O
cérebro humano é uma coisa tão complexa que nem o cérebro humano
é complexo o bastante para entendê-lo. Era só o que eu queria
contribuir para o desânimo geral destes dias, obrigado. Não, o
certo é que nunca entenderemos o nosso cérebro como nunca
entenderemos as últimas razões do Universo — ou, pensando bem, as
primeiras. Os limites da especulação sobre o fim e a origem da
matéria e os limites do pensamento sobre o pensamento são os
limites do conhecimento humano. O que não impede alguns malucos de
continuarem a tentar expandi-los.

**Tarefas**
**a.** Resuma em poucas frases o parágrafo do texto sobre o cérebro que começa com "O cérebro humano é uma coisa tão complexa", sem perder as ideias principais.
**b.** Retome o texto sobre o cérebro logo depois da última frase e escreva mais um parágrafo.

**Linhas fornecidas**
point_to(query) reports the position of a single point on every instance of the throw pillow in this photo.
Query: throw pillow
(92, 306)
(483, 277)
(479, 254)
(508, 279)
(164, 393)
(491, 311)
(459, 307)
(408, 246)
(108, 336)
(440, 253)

**Respostas das atividades**
**a.** O cérebro humano é tão complexo que nem ele mesmo consegue se entender. Nunca vamos entender nosso cérebro, assim como nunca vamos entender as últimas, ou as primeiras, razões do Universo. Pensar sobre o fim e a origem da matéria e pensar sobre o próprio pensamento marcam os limites do conhecimento humano. Mesmo assim, alguns malucos continuam tentando ampliar esses limites.

**b.**
No
campo do conhecimento do cérebro, ou do pensamento sobre o
pensamento, está havendo uma guerra de teorias parecida com uma
questão religiosa de alguns séculos atrás. Que, pelo menos para os
religiosos, continua. Discutia-se então a divisão entre corpo e
mente. Ou alma, ou que outro nome tivesse uma essência humana
separada da biológica. Na neurociência, chegou-se, não faz muito,
a um consenso mecanicista do cérebro como uma planta eletroquímica
e do seu funcionamento como os processos desta incrível usina,
complicada além da imaginação, mas não além da biologia. O que
desgostou os psicólogos mas parecia incontestável. Agora tem gente
dizendo que mente e cérebro são duas coisas completamente
diferentes. Usando uma analogia com que Santo Agostinho não contava,
no seu tempo, dizem que o cérebro é um computador e a mente é um
programa. Hardware e software, em português claro. Ou
seja, dois cérebros exatamente iguais podem ter mentes diferentes.
Há fantasmas, afinal, dentro da usina. A natureza dessa alma
reabilitada, claro, continua um mistério. Os limites do nosso
autoconhecimento só chegaram um pouco mais para lá.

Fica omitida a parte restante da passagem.